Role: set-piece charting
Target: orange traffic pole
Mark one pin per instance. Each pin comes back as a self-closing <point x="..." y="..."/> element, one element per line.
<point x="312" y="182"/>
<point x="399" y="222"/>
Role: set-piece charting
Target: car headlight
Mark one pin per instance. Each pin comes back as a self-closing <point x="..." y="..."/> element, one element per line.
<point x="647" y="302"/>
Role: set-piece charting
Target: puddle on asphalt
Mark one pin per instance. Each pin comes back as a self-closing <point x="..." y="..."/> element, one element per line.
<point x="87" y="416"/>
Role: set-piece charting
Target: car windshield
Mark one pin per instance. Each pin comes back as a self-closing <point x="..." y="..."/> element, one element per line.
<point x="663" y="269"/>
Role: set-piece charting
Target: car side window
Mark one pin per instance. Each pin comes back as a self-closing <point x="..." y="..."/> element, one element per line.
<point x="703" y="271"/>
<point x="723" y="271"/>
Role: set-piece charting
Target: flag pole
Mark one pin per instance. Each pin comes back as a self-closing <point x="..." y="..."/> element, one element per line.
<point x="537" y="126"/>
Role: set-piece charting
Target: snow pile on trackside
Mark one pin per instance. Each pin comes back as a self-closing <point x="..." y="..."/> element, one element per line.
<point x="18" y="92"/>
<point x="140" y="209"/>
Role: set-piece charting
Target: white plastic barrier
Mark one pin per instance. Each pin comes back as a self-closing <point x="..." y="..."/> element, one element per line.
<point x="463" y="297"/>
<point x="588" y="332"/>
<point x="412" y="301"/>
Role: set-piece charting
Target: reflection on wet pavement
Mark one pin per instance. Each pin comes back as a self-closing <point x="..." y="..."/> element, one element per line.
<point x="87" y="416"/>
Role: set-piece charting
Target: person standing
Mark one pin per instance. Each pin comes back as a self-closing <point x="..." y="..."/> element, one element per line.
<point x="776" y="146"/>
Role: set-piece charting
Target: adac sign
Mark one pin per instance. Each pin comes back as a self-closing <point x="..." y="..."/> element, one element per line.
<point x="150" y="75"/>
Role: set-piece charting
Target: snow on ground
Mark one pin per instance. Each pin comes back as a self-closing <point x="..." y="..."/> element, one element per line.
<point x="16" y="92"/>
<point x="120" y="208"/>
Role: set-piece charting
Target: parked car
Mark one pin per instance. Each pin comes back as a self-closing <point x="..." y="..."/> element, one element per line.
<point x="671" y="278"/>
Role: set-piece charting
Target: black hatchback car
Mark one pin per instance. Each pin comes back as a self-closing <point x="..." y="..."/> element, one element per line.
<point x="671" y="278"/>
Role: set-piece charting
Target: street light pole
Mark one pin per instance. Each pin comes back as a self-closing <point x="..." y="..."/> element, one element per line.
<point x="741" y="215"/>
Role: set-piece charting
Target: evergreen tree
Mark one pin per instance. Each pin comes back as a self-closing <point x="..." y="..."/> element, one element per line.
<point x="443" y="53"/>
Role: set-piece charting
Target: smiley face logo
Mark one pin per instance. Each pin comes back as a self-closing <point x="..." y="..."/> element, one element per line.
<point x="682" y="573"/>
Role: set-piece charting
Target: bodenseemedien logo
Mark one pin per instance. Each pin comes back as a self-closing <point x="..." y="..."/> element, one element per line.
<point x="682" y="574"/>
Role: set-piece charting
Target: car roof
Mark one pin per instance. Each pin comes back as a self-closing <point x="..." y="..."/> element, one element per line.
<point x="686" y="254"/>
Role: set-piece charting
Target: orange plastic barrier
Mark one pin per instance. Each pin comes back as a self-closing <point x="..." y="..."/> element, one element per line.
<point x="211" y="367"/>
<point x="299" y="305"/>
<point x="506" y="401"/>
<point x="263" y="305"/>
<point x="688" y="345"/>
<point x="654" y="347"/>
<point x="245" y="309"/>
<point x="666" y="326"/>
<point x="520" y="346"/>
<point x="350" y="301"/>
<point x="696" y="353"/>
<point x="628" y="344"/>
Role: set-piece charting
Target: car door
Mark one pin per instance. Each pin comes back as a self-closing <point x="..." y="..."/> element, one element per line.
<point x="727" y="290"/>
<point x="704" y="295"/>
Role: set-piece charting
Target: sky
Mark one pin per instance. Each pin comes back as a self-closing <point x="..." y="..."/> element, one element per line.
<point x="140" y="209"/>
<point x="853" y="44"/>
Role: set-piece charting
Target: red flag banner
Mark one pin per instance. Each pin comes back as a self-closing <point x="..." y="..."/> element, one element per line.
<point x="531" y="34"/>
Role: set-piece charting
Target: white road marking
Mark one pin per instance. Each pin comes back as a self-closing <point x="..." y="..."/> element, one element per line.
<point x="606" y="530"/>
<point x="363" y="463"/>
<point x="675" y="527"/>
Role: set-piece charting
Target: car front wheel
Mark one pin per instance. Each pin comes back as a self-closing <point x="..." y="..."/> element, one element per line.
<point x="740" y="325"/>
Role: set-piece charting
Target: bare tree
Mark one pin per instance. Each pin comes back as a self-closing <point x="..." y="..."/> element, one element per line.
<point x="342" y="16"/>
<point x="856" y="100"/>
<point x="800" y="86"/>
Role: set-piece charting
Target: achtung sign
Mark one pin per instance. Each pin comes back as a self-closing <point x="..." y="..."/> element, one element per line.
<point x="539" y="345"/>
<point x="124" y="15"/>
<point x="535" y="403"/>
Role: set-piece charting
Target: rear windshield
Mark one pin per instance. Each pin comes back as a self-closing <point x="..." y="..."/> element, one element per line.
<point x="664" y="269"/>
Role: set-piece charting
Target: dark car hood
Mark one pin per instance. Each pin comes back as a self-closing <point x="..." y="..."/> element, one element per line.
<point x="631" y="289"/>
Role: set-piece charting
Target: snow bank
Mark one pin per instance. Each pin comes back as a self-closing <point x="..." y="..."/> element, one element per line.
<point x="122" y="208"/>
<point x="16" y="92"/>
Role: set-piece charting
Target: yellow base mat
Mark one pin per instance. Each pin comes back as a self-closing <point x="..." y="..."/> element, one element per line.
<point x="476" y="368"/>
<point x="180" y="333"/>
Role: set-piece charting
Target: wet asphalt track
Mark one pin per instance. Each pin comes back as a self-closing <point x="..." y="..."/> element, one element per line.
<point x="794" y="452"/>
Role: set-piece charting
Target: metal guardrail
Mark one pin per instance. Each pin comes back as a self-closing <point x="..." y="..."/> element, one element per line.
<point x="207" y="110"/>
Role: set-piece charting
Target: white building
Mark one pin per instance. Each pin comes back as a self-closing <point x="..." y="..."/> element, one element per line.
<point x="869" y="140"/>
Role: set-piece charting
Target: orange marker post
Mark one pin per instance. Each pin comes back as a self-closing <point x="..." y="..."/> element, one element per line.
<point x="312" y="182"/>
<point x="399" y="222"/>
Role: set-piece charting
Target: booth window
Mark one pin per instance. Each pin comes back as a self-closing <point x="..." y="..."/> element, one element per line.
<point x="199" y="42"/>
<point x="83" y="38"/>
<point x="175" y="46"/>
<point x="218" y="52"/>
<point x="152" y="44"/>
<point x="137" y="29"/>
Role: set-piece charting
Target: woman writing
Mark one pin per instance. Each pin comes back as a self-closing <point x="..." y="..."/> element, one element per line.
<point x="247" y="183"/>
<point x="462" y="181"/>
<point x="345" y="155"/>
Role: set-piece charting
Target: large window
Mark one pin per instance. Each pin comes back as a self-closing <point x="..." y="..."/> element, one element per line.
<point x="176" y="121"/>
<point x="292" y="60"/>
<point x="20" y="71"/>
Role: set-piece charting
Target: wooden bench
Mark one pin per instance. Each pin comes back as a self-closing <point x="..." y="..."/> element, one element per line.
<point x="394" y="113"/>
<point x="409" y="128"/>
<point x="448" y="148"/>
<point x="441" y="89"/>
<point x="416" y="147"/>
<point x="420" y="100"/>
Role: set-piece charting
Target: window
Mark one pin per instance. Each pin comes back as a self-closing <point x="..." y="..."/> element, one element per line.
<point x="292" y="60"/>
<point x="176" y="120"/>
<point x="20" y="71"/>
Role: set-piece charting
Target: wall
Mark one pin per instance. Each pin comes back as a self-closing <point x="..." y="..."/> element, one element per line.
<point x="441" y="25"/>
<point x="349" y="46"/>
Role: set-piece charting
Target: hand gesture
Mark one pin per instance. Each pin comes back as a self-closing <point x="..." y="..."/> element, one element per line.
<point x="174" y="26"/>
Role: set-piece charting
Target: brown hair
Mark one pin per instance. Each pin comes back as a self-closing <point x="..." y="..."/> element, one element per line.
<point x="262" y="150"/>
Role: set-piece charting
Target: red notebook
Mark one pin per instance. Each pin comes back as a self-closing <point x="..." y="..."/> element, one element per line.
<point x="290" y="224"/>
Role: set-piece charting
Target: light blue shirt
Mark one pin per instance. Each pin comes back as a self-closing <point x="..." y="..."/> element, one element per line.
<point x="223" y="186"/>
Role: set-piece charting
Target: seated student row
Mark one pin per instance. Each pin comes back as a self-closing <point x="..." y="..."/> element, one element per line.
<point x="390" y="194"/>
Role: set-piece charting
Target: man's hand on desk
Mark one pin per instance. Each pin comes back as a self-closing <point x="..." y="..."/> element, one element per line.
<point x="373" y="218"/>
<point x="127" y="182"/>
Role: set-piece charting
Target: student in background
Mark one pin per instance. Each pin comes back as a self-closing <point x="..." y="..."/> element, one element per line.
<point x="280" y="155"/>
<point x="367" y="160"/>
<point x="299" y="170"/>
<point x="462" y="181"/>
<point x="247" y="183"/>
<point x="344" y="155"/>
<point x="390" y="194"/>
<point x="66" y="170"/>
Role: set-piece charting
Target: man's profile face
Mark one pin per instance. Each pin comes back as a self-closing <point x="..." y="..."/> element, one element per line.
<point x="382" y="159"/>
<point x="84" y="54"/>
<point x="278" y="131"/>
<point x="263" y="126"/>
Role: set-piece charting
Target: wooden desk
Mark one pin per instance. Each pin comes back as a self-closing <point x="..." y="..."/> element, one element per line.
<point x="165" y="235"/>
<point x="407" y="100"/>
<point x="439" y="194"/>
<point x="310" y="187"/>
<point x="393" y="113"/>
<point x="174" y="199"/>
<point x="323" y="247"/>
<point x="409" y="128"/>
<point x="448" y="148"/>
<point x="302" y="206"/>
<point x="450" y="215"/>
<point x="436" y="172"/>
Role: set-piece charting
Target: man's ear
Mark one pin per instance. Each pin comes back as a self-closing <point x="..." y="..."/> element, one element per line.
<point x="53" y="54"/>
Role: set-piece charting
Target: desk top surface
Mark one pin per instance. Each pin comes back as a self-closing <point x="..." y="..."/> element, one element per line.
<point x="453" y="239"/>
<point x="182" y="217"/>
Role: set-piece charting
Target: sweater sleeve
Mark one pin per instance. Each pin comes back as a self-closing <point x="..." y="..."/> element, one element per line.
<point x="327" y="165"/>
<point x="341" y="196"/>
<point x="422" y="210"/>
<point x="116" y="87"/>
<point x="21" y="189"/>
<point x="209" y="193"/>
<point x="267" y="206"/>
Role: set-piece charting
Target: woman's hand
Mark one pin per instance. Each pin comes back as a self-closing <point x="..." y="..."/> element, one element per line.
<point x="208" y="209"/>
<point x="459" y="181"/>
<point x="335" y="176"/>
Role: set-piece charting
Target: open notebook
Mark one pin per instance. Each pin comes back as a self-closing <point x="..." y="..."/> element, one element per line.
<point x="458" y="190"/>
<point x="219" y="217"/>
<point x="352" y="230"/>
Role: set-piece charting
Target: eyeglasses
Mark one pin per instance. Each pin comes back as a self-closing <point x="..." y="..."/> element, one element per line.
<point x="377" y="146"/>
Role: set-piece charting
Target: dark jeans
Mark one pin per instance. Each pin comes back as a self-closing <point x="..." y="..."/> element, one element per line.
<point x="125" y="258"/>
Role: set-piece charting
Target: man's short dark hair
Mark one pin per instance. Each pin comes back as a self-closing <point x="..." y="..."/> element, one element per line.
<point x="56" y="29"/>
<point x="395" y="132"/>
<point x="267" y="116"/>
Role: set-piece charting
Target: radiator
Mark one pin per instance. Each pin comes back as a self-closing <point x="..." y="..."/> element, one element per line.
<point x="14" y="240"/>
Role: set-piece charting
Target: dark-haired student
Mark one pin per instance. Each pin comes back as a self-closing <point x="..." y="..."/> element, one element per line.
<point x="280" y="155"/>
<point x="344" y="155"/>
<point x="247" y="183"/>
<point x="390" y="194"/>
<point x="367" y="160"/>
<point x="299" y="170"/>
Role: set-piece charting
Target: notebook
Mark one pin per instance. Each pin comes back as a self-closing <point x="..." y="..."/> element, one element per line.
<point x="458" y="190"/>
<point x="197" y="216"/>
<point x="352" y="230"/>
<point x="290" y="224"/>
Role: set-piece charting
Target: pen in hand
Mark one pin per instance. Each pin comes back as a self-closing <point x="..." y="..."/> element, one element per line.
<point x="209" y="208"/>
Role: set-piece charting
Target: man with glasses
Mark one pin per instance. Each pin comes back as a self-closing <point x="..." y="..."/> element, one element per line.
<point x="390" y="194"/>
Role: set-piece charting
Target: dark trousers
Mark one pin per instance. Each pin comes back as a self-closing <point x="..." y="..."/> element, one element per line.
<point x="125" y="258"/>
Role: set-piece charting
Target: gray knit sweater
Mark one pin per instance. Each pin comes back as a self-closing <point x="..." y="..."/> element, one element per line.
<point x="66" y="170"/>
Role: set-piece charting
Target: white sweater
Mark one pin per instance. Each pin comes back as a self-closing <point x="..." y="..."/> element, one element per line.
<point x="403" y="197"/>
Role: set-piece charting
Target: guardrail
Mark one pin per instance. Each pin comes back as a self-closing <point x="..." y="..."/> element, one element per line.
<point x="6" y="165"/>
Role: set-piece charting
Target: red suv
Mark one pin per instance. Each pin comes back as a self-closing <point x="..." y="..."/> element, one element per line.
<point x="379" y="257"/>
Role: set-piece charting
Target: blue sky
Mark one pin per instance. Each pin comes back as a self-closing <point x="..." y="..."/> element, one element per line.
--*--
Find each line above that contains the word "guardrail", and copy every such line in full.

Target: metal guardrail
Target: guardrail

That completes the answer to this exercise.